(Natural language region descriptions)
--
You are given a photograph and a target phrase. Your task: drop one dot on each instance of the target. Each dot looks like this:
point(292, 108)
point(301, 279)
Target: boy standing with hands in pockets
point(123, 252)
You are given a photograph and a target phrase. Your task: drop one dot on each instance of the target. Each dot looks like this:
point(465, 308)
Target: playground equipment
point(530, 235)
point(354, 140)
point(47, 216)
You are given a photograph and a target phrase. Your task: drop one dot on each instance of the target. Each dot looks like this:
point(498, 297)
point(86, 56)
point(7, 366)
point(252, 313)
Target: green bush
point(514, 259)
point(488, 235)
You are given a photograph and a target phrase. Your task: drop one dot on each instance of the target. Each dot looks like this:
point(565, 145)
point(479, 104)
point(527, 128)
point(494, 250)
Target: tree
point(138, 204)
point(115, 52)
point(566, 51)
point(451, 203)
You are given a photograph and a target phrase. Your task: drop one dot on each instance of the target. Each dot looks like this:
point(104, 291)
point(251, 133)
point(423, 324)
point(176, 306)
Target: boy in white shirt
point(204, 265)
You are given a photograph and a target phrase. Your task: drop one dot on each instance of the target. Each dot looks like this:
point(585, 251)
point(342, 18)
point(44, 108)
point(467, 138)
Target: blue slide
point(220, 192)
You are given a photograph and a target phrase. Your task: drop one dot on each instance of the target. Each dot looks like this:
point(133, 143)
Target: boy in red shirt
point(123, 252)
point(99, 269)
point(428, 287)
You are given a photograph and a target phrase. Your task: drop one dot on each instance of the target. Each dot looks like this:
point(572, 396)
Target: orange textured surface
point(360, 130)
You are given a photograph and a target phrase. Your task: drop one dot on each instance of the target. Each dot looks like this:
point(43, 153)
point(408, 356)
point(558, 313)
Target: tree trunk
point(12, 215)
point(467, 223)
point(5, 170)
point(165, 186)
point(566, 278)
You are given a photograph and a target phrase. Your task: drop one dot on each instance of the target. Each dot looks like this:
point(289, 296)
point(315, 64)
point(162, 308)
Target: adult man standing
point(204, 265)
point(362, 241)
--
WHAT IS EXPECTED
Only the lines from the first line of the records through the line containing "point(558, 313)" should be repeated, exactly as they appear.

WRITTEN RESPONSE
You are given a photograph and a target phrase. Your task: drop one dot on each instance of the target. Each dot looks like this:
point(292, 108)
point(301, 279)
Target: boy standing with hands in pockets
point(123, 252)
You are given a photograph and a target phrase. Your task: drop one dot on each instance of the target. Each dot looks like this:
point(465, 308)
Target: playground equipment
point(530, 235)
point(354, 140)
point(47, 216)
You are given a photograph and a target phrase. Your task: drop one dot on each instance of the target. Each dot looks like this:
point(498, 297)
point(86, 56)
point(7, 366)
point(252, 313)
Target: green bush
point(514, 259)
point(488, 235)
You are given a photograph and a target phrase. Your task: drop one dot on each instance of the target. Each dot looks like this:
point(565, 145)
point(479, 104)
point(527, 128)
point(494, 250)
Target: tree
point(138, 204)
point(115, 52)
point(566, 51)
point(451, 203)
You are given a photograph and a target phrase. Your task: drop one dot on each instance of the target. Each dot looks like this:
point(104, 291)
point(251, 133)
point(423, 324)
point(176, 306)
Target: boy in white shirt
point(204, 265)
You are given a photograph and a target phrase. Your task: drop one dot on each instance of the target. Each dot looks like this:
point(585, 251)
point(342, 18)
point(44, 108)
point(467, 138)
Target: blue slide
point(220, 192)
You are given a photograph and a target phrase. Your task: drop one dot on each instance of the target. Each dot looks like this:
point(133, 143)
Target: boy in red shirt
point(123, 252)
point(99, 269)
point(428, 287)
You are given a photograph and a target phrase. Your task: drop one dot on each instance of the target. Each dot looks like this:
point(572, 396)
Target: orange textured surface
point(360, 130)
You are given a photograph and a target phrase. Your task: drop one dot on each instance of the target. Each dot looks like this:
point(43, 153)
point(408, 356)
point(558, 313)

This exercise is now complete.